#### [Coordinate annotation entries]
======

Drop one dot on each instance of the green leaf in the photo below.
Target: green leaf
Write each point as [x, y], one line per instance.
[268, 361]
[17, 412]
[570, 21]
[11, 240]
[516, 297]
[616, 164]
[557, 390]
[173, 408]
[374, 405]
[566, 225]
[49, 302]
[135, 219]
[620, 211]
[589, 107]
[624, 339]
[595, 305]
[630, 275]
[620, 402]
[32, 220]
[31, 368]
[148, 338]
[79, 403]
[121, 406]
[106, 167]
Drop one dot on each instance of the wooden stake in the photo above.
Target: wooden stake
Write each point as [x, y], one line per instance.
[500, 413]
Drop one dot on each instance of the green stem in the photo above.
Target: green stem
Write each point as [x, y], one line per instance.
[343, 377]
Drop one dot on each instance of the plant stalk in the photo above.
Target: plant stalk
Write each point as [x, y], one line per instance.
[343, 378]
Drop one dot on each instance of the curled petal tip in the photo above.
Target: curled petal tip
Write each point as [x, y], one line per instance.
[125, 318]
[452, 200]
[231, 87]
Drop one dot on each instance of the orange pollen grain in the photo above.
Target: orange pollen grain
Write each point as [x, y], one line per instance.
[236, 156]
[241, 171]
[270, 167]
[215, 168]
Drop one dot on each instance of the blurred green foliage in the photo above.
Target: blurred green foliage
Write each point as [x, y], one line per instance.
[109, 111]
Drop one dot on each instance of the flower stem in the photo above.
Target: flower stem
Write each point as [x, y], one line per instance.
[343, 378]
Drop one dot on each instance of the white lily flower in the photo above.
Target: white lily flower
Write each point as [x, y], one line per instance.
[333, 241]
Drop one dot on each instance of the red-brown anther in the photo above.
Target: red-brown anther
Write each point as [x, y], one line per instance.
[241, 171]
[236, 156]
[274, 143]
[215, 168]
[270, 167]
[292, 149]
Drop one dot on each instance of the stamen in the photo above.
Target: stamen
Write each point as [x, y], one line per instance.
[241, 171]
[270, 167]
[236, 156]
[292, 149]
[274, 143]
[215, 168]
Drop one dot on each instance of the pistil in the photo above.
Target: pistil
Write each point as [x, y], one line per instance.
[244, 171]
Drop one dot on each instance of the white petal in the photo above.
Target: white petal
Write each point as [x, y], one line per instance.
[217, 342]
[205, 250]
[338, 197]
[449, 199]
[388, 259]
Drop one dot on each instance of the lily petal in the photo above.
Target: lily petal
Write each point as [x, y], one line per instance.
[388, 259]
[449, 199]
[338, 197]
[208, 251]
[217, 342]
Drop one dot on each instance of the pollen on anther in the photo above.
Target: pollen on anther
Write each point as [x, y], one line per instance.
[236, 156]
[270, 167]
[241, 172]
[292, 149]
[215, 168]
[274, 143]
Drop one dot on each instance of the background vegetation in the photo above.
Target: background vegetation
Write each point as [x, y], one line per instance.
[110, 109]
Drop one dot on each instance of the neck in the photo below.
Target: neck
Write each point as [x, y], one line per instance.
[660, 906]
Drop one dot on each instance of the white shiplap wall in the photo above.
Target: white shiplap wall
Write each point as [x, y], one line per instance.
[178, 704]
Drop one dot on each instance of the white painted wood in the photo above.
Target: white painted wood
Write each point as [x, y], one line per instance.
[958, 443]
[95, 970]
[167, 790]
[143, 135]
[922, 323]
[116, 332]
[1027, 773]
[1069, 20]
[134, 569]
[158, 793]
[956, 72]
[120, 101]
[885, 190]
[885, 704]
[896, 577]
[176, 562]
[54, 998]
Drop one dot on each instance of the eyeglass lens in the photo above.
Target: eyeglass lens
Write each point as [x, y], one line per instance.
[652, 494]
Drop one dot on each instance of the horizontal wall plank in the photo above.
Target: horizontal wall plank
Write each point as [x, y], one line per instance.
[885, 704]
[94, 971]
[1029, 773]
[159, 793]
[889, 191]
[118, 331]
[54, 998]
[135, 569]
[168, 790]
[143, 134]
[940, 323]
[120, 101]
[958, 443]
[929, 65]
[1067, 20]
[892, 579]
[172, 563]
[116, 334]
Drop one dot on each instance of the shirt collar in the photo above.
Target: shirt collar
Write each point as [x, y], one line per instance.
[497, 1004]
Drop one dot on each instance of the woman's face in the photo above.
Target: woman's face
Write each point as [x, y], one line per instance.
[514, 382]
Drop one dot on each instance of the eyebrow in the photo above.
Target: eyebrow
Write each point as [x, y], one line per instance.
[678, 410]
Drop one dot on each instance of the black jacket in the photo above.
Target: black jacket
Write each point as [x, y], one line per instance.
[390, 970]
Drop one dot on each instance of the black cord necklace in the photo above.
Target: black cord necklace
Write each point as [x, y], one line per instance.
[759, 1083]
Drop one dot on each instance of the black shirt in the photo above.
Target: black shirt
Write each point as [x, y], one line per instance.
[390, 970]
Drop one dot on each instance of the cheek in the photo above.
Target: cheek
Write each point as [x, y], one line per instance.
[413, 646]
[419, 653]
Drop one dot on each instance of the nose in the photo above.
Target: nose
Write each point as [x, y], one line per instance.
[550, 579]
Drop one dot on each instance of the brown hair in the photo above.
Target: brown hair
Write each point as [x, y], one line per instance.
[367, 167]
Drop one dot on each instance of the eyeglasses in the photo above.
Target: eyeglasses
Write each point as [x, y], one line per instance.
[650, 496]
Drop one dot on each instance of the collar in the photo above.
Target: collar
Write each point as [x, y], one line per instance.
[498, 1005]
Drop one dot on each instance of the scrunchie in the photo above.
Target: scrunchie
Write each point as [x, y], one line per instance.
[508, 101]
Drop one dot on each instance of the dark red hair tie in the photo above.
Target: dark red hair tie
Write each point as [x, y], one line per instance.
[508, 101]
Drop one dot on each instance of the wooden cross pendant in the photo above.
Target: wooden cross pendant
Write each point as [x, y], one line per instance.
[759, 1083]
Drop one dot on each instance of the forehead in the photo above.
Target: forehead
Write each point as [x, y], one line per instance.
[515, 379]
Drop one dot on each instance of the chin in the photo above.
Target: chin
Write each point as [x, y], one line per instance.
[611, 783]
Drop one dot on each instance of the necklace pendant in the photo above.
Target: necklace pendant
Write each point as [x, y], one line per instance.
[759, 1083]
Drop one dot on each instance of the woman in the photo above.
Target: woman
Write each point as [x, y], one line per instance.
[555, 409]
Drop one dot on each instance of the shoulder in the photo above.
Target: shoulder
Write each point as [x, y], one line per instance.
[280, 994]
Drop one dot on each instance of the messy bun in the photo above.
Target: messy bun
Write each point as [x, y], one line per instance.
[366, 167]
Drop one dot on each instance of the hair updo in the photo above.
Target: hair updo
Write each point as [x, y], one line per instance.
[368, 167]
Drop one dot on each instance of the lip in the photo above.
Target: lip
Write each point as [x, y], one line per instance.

======

#### [THE PROBLEM]
Please output these lines as a numbered list, leaving out any blank lines.

#### [WORKED SOLUTION]
1. Drop one dot on each instance of the green leaf in the photo below.
2. Target: green leaf
3. Write each point as [x, y], one line per instance.
4. [268, 361]
5. [17, 412]
6. [570, 21]
7. [11, 240]
8. [516, 297]
9. [616, 164]
10. [557, 390]
11. [173, 408]
12. [374, 405]
13. [566, 225]
14. [49, 302]
15. [135, 219]
16. [620, 211]
17. [589, 107]
18. [624, 339]
19. [595, 305]
20. [630, 275]
21. [620, 402]
22. [32, 220]
23. [31, 368]
24. [148, 338]
25. [79, 403]
26. [121, 406]
27. [106, 167]
28. Drop one dot on each instance of the wooden stake in the photo above.
29. Target: wooden stake
30. Write each point as [x, y], one line per instance.
31. [500, 413]
32. Drop one dot on each instance of the green stem in the photo above.
33. Target: green stem
34. Write each point as [x, y], one line per instance.
35. [343, 377]
36. Drop one dot on each instance of the plant stalk in the photo above.
37. Target: plant stalk
38. Write each point as [x, y], one line per instance.
39. [343, 378]
40. Drop one dot on each instance of the curled petal tip in the photo above.
41. Target: curled petal tip
42. Write each point as [x, y], one line per instance.
43. [125, 318]
44. [452, 200]
45. [231, 87]
46. Drop one dot on each instance of the orange pollen grain in the photo above.
47. Target: orange pollen grain
48. Write each point as [x, y], one line per instance.
49. [236, 156]
50. [241, 171]
51. [270, 167]
52. [215, 168]
53. Drop one dot on each instance of the blurred green foliage in the photo above.
54. Target: blurred green foliage
55. Write each point as [x, y], one line per instance.
56. [109, 111]
57. Drop one dot on each instance of the flower stem in the photo above.
58. Target: flower stem
59. Write each point as [x, y], one line per instance.
60. [343, 378]
61. Drop one dot on each instance of the white lily flower in the photo above.
62. Target: white lily flower
63. Write each point as [x, y], one line per instance.
64. [333, 241]
65. Drop one dot on each instance of the red-brown anther in the photo above.
66. Target: red-brown anther
67. Write each point as [x, y], one line per instance.
68. [241, 171]
69. [236, 156]
70. [274, 143]
71. [215, 168]
72. [270, 167]
73. [292, 149]
74. Drop one dot on each instance of the stamen in the photo above.
75. Target: stamen
76. Write each point as [x, y], one line per instance.
77. [241, 171]
78. [270, 167]
79. [236, 156]
80. [292, 149]
81. [274, 143]
82. [215, 168]
83. Drop one dot on each instance of the pistil in the photo above.
84. Target: pistil
85. Write each point as [x, y], one line per instance.
86. [244, 171]
87. Drop one dot on each instance of the white petal in the photo above.
88. Target: white petal
89. Write each point as [x, y], one line per instance.
90. [217, 342]
91. [205, 250]
92. [338, 197]
93. [449, 199]
94. [388, 259]
95. Drop one dot on each instance of the lily petal in the photo above.
96. Target: lily petal
97. Write each point as [x, y], one line per instance.
98. [388, 259]
99. [449, 199]
100. [338, 197]
101. [208, 251]
102. [217, 342]
103. Drop one dot on each instance of the pollen on anther in the photo above.
104. Target: pollen on anther
105. Write each point as [x, y], one line per instance.
106. [236, 156]
107. [270, 167]
108. [241, 172]
109. [292, 149]
110. [215, 168]
111. [274, 143]
112. Drop one dot on each instance of the background vegetation in the photo above.
113. Target: background vegetation
114. Write each point as [x, y], one line per instance.
115. [110, 109]
116. Drop one dot on each instance of the neck in the photo below.
117. Target: neck
118. Write each point as [x, y], one line per instance.
119. [660, 906]
120. Drop one dot on each instance of the white shiplap wall in the photo above.
121. Target: white shiplap wall
122. Write each point as [x, y], one line per instance.
123. [178, 704]
124. Drop one dot on each instance of the white painted wood in the photo above.
125. Target: white painted wood
126. Write each point as [x, y], one line per instance.
127. [958, 443]
128. [95, 970]
129. [167, 790]
130. [143, 135]
131. [922, 323]
132. [116, 332]
133. [1027, 773]
134. [1069, 20]
135. [134, 569]
136. [158, 793]
137. [956, 72]
138. [120, 101]
139. [885, 190]
140. [885, 704]
141. [896, 577]
142. [176, 562]
143. [54, 998]
144. Drop one dot on each instance of the eyeglass lens in the photo above.
145. Target: eyeglass lens
146. Write each point as [x, y], one line per instance.
147. [652, 494]
148. Drop one dot on each instance of the horizontal wall plank in the photo above.
149. Target: horizontal wall plank
150. Write each point as [x, y], one line per instance.
151. [885, 704]
152. [94, 971]
153. [1029, 773]
154. [159, 793]
155. [889, 191]
156. [118, 331]
157. [54, 998]
158. [135, 569]
159. [168, 790]
160. [143, 134]
161. [940, 323]
162. [120, 101]
163. [958, 443]
164. [929, 65]
165. [1067, 20]
166. [892, 579]
167. [172, 563]
168. [116, 334]
169. Drop one dot on each instance of the shirt collar in the photo above.
170. Target: shirt collar
171. Write each point as [x, y], one line per instance.
172. [497, 1004]
173. Drop one dot on each instance of the woman's face in the photo above.
174. Target: woman's face
175. Write each point as [x, y], one line per instance.
176. [514, 382]
177. Drop one dot on each instance of the eyebrow in the photo above.
178. Target: eyebrow
179. Write each point as [x, y], one line per instance.
180. [678, 410]
181. Drop one dot on each instance of the black jacket in the photo above.
182. Target: black jacket
183. Write each point as [x, y], one line per instance.
184. [390, 970]
185. Drop one dot on each instance of the black cord necklace in the photo above.
186. Target: black cord necklace
187. Write each point as [x, y], one line per instance.
188. [759, 1083]
189. Drop one dot on each instance of the black shirt in the photo above.
190. Target: black shirt
191. Write each point as [x, y], one line per instance.
192. [390, 970]
193. Drop one dot on each instance of the cheek in the photo above.
194. Target: cheek
195. Write each point as [x, y], one line per instance.
196. [413, 646]
197. [419, 653]
198. Drop one dot on each instance of the nose in the photo above.
199. Target: nose
200. Write each point as [x, y], one line per instance.
201. [550, 579]
202. Drop one dot on each instance of the brown hair in the photo above.
203. Target: brown hair
204. Write each point as [x, y], one line per instance.
205. [367, 167]
206. Drop one dot on each instance of the eyeglasses in the photo above.
207. Target: eyeglasses
208. Write each point as [x, y], one line per instance.
209. [650, 496]
210. Drop one dot on each instance of the collar in the photo above.
211. Target: collar
212. Write each point as [x, y], one line per instance.
213. [498, 1005]
214. Drop one dot on each instance of the scrunchie in the photo above.
215. Target: scrunchie
216. Write each point as [x, y], one line per instance.
217. [508, 101]
218. Drop one dot on each instance of the dark red hair tie in the photo above.
219. Target: dark red hair tie
220. Write each point as [x, y], one line per instance.
221. [508, 101]
222. Drop one dot on each instance of the wooden cross pendant in the photo above.
223. Target: wooden cross pendant
224. Write each point as [x, y], one line per instance.
225. [759, 1083]
226. Drop one dot on each instance of the forehead in the photo above.
227. Target: forehead
228. Write each point as [x, y], one line per instance.
229. [515, 379]
230. Drop one dot on each instance of the chin in the photo above.
231. Target: chin
232. Write each point as [x, y], one line per instance.
233. [611, 783]
234. Drop one dot on each instance of the necklace pendant in the photo above.
235. Target: necklace pendant
236. Write each point as [x, y], one line per instance.
237. [759, 1083]
238. Drop one dot on each instance of the woman in the photo above.
239. Target: woman
240. Write each point as [x, y], one line per instance.
241. [555, 409]
242. Drop one dot on each instance of the shoulder in the photo above.
243. Target: shoulder
244. Write each point as [x, y], one line per instance.
245. [280, 994]
246. Drop one dot on each instance of the messy bun in the photo above.
247. Target: messy bun
248. Write each point as [x, y], one line per instance.
249. [366, 167]
250. Drop one dot on each instance of the hair updo in the photo above.
251. Target: hair updo
252. Write each point as [x, y], one line per instance.
253. [368, 167]
254. Drop one dot on each instance of the lip in the photo above.
255. Target: lip
256. Write each point as [x, y], one line per instance.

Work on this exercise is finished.